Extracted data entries
— Start —

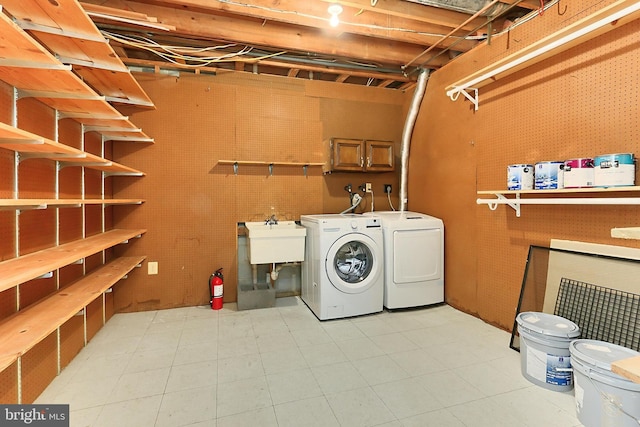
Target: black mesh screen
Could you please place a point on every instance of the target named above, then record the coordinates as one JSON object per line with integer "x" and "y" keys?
{"x": 601, "y": 313}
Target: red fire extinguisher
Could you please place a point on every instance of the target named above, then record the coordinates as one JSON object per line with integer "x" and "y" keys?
{"x": 216, "y": 288}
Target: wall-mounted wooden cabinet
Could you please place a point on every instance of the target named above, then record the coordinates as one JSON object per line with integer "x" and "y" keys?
{"x": 357, "y": 155}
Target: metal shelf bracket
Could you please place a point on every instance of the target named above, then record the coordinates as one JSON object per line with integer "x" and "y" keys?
{"x": 514, "y": 204}
{"x": 454, "y": 94}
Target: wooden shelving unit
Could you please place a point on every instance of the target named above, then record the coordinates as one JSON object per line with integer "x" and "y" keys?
{"x": 67, "y": 30}
{"x": 35, "y": 146}
{"x": 9, "y": 204}
{"x": 237, "y": 163}
{"x": 52, "y": 52}
{"x": 600, "y": 196}
{"x": 35, "y": 72}
{"x": 28, "y": 327}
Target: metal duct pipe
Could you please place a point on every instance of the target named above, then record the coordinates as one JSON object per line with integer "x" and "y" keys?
{"x": 406, "y": 135}
{"x": 469, "y": 7}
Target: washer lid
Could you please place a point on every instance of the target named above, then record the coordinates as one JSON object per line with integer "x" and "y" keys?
{"x": 548, "y": 324}
{"x": 600, "y": 354}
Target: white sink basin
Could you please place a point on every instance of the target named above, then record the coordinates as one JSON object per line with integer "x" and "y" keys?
{"x": 274, "y": 243}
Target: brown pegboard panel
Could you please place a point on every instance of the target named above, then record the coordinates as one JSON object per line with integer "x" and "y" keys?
{"x": 71, "y": 339}
{"x": 108, "y": 306}
{"x": 70, "y": 133}
{"x": 7, "y": 234}
{"x": 9, "y": 384}
{"x": 92, "y": 262}
{"x": 93, "y": 183}
{"x": 39, "y": 368}
{"x": 36, "y": 179}
{"x": 93, "y": 219}
{"x": 33, "y": 291}
{"x": 37, "y": 229}
{"x": 7, "y": 168}
{"x": 70, "y": 223}
{"x": 34, "y": 116}
{"x": 69, "y": 274}
{"x": 7, "y": 303}
{"x": 108, "y": 215}
{"x": 581, "y": 103}
{"x": 94, "y": 317}
{"x": 70, "y": 183}
{"x": 93, "y": 143}
{"x": 6, "y": 103}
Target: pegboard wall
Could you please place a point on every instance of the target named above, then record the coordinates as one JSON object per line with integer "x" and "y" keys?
{"x": 580, "y": 103}
{"x": 193, "y": 203}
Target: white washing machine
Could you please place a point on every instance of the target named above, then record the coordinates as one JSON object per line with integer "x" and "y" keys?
{"x": 414, "y": 259}
{"x": 342, "y": 272}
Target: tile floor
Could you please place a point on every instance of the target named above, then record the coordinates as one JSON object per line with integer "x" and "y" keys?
{"x": 280, "y": 366}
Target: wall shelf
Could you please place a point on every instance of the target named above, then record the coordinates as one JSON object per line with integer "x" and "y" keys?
{"x": 28, "y": 267}
{"x": 236, "y": 165}
{"x": 600, "y": 22}
{"x": 30, "y": 146}
{"x": 515, "y": 200}
{"x": 53, "y": 53}
{"x": 34, "y": 72}
{"x": 22, "y": 332}
{"x": 60, "y": 203}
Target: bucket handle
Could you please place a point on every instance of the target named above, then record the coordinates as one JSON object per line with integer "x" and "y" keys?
{"x": 604, "y": 396}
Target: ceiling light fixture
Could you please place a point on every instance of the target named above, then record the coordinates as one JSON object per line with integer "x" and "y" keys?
{"x": 334, "y": 10}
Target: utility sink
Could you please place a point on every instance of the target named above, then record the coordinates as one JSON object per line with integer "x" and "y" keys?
{"x": 275, "y": 243}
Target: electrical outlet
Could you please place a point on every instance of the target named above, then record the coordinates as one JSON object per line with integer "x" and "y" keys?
{"x": 152, "y": 267}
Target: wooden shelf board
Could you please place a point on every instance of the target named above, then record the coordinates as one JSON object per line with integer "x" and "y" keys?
{"x": 261, "y": 163}
{"x": 19, "y": 140}
{"x": 16, "y": 46}
{"x": 42, "y": 76}
{"x": 14, "y": 203}
{"x": 28, "y": 267}
{"x": 119, "y": 85}
{"x": 22, "y": 331}
{"x": 94, "y": 59}
{"x": 596, "y": 190}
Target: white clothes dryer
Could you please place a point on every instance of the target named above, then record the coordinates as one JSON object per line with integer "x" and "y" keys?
{"x": 414, "y": 258}
{"x": 342, "y": 272}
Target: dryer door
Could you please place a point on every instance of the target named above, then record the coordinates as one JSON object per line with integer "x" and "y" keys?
{"x": 354, "y": 263}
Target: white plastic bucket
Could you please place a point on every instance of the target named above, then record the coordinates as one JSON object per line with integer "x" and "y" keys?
{"x": 544, "y": 349}
{"x": 603, "y": 398}
{"x": 578, "y": 173}
{"x": 614, "y": 170}
{"x": 520, "y": 177}
{"x": 549, "y": 175}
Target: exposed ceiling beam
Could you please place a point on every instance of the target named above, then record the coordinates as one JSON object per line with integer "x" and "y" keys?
{"x": 254, "y": 32}
{"x": 374, "y": 23}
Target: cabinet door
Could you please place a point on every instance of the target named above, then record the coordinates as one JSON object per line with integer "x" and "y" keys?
{"x": 380, "y": 157}
{"x": 347, "y": 154}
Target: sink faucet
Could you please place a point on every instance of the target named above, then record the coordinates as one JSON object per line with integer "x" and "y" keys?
{"x": 272, "y": 220}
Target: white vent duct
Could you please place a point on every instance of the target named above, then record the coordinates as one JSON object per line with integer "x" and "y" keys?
{"x": 465, "y": 6}
{"x": 406, "y": 135}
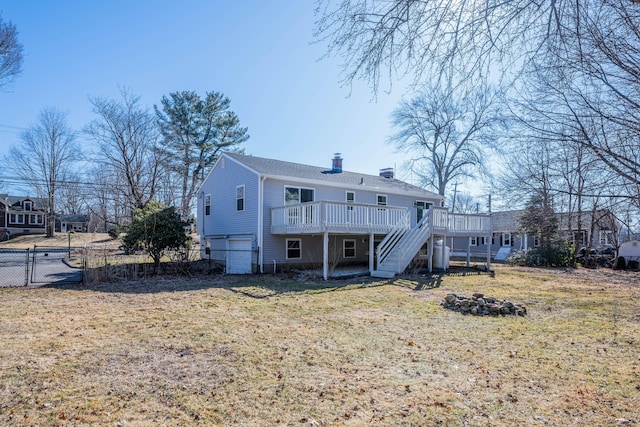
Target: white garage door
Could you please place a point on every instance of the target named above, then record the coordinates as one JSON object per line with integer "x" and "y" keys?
{"x": 239, "y": 257}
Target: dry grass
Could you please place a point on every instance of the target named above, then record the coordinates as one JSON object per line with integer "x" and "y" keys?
{"x": 270, "y": 350}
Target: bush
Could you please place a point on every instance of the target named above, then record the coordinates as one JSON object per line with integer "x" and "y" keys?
{"x": 558, "y": 254}
{"x": 114, "y": 232}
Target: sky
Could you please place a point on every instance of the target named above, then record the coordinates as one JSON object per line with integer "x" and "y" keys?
{"x": 260, "y": 54}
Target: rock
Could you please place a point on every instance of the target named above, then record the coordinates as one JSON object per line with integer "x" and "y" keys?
{"x": 480, "y": 305}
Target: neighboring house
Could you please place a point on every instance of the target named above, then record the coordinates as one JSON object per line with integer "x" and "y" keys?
{"x": 256, "y": 215}
{"x": 75, "y": 223}
{"x": 22, "y": 215}
{"x": 599, "y": 227}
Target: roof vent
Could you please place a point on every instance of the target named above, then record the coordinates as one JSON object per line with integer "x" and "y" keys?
{"x": 336, "y": 163}
{"x": 386, "y": 173}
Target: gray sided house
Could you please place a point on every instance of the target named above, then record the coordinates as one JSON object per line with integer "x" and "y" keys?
{"x": 259, "y": 215}
{"x": 22, "y": 215}
{"x": 598, "y": 229}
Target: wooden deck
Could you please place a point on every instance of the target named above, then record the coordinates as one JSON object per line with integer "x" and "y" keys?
{"x": 352, "y": 218}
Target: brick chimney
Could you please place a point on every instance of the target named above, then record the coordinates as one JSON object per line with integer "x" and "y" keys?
{"x": 386, "y": 173}
{"x": 336, "y": 163}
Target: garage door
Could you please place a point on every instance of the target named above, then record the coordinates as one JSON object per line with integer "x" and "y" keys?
{"x": 239, "y": 257}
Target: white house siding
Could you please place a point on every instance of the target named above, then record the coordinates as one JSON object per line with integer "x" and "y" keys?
{"x": 274, "y": 246}
{"x": 225, "y": 222}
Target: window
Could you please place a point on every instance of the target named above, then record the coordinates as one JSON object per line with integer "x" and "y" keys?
{"x": 606, "y": 237}
{"x": 207, "y": 204}
{"x": 297, "y": 195}
{"x": 579, "y": 238}
{"x": 240, "y": 198}
{"x": 350, "y": 196}
{"x": 421, "y": 208}
{"x": 16, "y": 218}
{"x": 294, "y": 249}
{"x": 348, "y": 248}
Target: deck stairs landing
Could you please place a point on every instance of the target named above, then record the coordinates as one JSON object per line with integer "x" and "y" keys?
{"x": 400, "y": 246}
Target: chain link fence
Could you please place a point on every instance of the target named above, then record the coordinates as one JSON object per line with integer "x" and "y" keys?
{"x": 92, "y": 264}
{"x": 40, "y": 265}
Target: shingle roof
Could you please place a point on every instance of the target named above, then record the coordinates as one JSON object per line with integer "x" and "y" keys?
{"x": 38, "y": 202}
{"x": 507, "y": 221}
{"x": 279, "y": 168}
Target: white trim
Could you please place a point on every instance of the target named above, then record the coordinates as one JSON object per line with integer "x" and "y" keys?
{"x": 299, "y": 188}
{"x": 286, "y": 248}
{"x": 243, "y": 198}
{"x": 346, "y": 196}
{"x": 344, "y": 248}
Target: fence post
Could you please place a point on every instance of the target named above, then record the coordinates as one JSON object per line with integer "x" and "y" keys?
{"x": 26, "y": 269}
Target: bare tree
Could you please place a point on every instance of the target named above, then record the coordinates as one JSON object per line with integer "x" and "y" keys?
{"x": 390, "y": 39}
{"x": 10, "y": 52}
{"x": 128, "y": 144}
{"x": 46, "y": 157}
{"x": 446, "y": 132}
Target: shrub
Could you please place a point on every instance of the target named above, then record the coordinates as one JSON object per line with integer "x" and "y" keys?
{"x": 558, "y": 254}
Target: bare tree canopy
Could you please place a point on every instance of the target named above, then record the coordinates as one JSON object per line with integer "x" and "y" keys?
{"x": 10, "y": 52}
{"x": 127, "y": 140}
{"x": 446, "y": 132}
{"x": 376, "y": 38}
{"x": 46, "y": 157}
{"x": 195, "y": 130}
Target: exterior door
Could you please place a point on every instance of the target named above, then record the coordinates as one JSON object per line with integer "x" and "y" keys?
{"x": 239, "y": 257}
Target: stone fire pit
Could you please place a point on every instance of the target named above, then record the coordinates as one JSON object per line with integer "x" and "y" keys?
{"x": 480, "y": 305}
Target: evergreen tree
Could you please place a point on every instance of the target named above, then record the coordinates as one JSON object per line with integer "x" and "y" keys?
{"x": 539, "y": 219}
{"x": 195, "y": 130}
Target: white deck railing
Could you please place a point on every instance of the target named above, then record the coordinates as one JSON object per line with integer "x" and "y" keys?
{"x": 468, "y": 224}
{"x": 342, "y": 217}
{"x": 335, "y": 217}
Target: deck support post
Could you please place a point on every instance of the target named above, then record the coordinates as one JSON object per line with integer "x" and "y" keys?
{"x": 444, "y": 253}
{"x": 371, "y": 252}
{"x": 430, "y": 253}
{"x": 325, "y": 255}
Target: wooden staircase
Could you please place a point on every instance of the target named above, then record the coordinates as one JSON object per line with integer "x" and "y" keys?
{"x": 400, "y": 246}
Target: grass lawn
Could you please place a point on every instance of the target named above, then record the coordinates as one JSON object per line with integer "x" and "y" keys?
{"x": 269, "y": 350}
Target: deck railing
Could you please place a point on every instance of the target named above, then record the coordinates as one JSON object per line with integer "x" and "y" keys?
{"x": 343, "y": 217}
{"x": 468, "y": 224}
{"x": 335, "y": 217}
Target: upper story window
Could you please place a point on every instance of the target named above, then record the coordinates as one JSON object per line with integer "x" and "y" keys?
{"x": 297, "y": 195}
{"x": 240, "y": 198}
{"x": 350, "y": 196}
{"x": 16, "y": 218}
{"x": 35, "y": 219}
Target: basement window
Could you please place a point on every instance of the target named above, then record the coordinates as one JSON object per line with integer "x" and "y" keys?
{"x": 349, "y": 248}
{"x": 294, "y": 248}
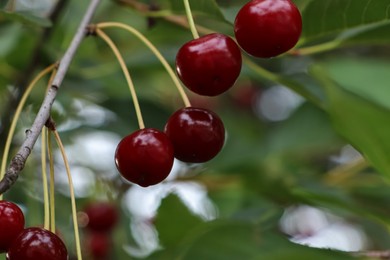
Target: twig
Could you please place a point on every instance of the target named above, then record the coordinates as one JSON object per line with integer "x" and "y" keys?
{"x": 18, "y": 161}
{"x": 35, "y": 61}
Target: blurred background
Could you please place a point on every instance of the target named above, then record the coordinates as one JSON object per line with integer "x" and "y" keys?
{"x": 290, "y": 182}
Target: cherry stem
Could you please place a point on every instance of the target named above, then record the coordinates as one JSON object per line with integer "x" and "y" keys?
{"x": 190, "y": 18}
{"x": 16, "y": 117}
{"x": 122, "y": 63}
{"x": 72, "y": 196}
{"x": 155, "y": 51}
{"x": 51, "y": 184}
{"x": 44, "y": 181}
{"x": 346, "y": 171}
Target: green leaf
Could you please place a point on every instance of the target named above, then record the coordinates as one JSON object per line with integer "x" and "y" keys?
{"x": 199, "y": 7}
{"x": 26, "y": 18}
{"x": 174, "y": 221}
{"x": 324, "y": 18}
{"x": 241, "y": 240}
{"x": 366, "y": 77}
{"x": 365, "y": 124}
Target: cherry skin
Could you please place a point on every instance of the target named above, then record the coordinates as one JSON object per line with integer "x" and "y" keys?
{"x": 197, "y": 134}
{"x": 36, "y": 243}
{"x": 11, "y": 224}
{"x": 145, "y": 157}
{"x": 209, "y": 65}
{"x": 102, "y": 216}
{"x": 267, "y": 28}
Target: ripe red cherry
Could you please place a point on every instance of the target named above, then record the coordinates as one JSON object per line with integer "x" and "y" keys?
{"x": 267, "y": 28}
{"x": 210, "y": 64}
{"x": 197, "y": 134}
{"x": 145, "y": 157}
{"x": 36, "y": 243}
{"x": 102, "y": 216}
{"x": 11, "y": 223}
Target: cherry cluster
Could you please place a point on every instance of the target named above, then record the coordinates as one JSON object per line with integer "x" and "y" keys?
{"x": 102, "y": 219}
{"x": 27, "y": 243}
{"x": 208, "y": 66}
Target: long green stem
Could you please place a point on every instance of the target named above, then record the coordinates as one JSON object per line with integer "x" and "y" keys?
{"x": 122, "y": 63}
{"x": 72, "y": 196}
{"x": 44, "y": 181}
{"x": 327, "y": 46}
{"x": 51, "y": 184}
{"x": 15, "y": 118}
{"x": 295, "y": 86}
{"x": 190, "y": 18}
{"x": 155, "y": 51}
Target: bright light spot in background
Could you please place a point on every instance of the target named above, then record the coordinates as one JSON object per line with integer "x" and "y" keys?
{"x": 316, "y": 228}
{"x": 277, "y": 103}
{"x": 94, "y": 150}
{"x": 83, "y": 181}
{"x": 192, "y": 194}
{"x": 347, "y": 154}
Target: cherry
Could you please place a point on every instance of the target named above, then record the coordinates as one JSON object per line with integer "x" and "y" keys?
{"x": 145, "y": 157}
{"x": 36, "y": 243}
{"x": 11, "y": 223}
{"x": 210, "y": 64}
{"x": 267, "y": 28}
{"x": 197, "y": 134}
{"x": 102, "y": 216}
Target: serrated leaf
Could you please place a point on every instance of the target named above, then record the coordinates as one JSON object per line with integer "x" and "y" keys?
{"x": 365, "y": 124}
{"x": 322, "y": 18}
{"x": 26, "y": 18}
{"x": 366, "y": 77}
{"x": 202, "y": 7}
{"x": 241, "y": 240}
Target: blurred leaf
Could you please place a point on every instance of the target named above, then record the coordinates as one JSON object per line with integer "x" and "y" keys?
{"x": 323, "y": 18}
{"x": 203, "y": 7}
{"x": 363, "y": 123}
{"x": 365, "y": 77}
{"x": 26, "y": 18}
{"x": 174, "y": 221}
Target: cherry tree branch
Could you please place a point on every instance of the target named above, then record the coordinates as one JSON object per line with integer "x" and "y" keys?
{"x": 18, "y": 161}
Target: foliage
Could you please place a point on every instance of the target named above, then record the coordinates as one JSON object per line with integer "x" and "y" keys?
{"x": 339, "y": 67}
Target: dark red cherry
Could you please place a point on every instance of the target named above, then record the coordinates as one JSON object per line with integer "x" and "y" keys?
{"x": 210, "y": 64}
{"x": 267, "y": 28}
{"x": 37, "y": 244}
{"x": 145, "y": 157}
{"x": 102, "y": 216}
{"x": 197, "y": 134}
{"x": 11, "y": 223}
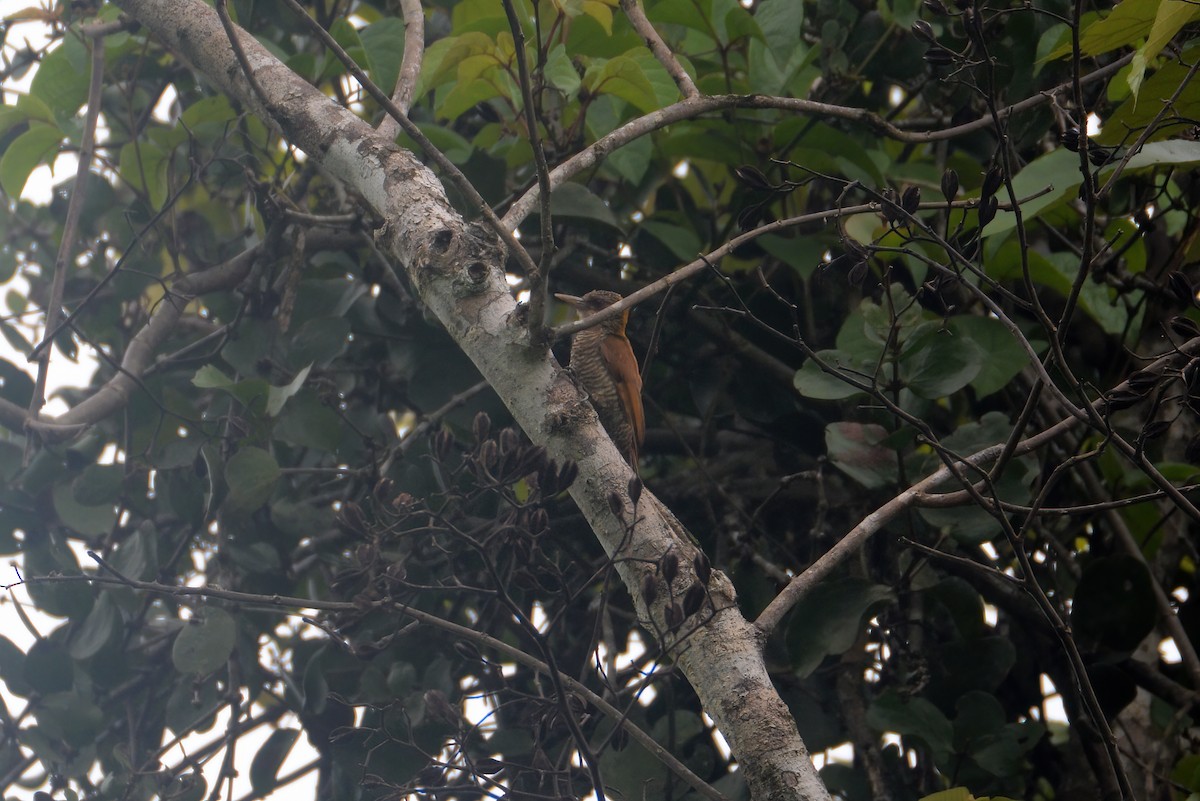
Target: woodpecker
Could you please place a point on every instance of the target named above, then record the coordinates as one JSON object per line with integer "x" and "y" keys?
{"x": 604, "y": 362}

— End —

Output verbatim the lines beginning at the line with "Target: blurred leaf" and ending at the last line of the material above, inclusive. Do not carry over any pictures.

* [FULL ANSWER]:
Target: blurred leaf
Could you please place a point on every instance of the target named above, then record the coordinates as one JSON object per line with integer "x" and "y" keys?
{"x": 323, "y": 18}
{"x": 203, "y": 7}
{"x": 363, "y": 123}
{"x": 365, "y": 77}
{"x": 26, "y": 18}
{"x": 174, "y": 221}
Target: cherry tree branch
Could you please place a point on every instance of the target named above, then record the coordinates as one JSON object per line with integer "x" and "y" keys?
{"x": 18, "y": 161}
Target: foliage
Could you please place a point on every instance of the target named above, then record the coordinates as one JSON object per line with integer "x" and "y" keys?
{"x": 339, "y": 67}
Target: dark red cherry
Could you please place a point on every instance of the target named above, then record the coordinates as one JSON object per line with integer "x" and "y" keys?
{"x": 210, "y": 64}
{"x": 267, "y": 28}
{"x": 37, "y": 244}
{"x": 145, "y": 157}
{"x": 102, "y": 216}
{"x": 197, "y": 134}
{"x": 11, "y": 223}
Target: woodpecker
Could you please place a point on every instance of the target named above, then record the coordinates as one JSON object per line with integer "x" and "y" keys?
{"x": 604, "y": 362}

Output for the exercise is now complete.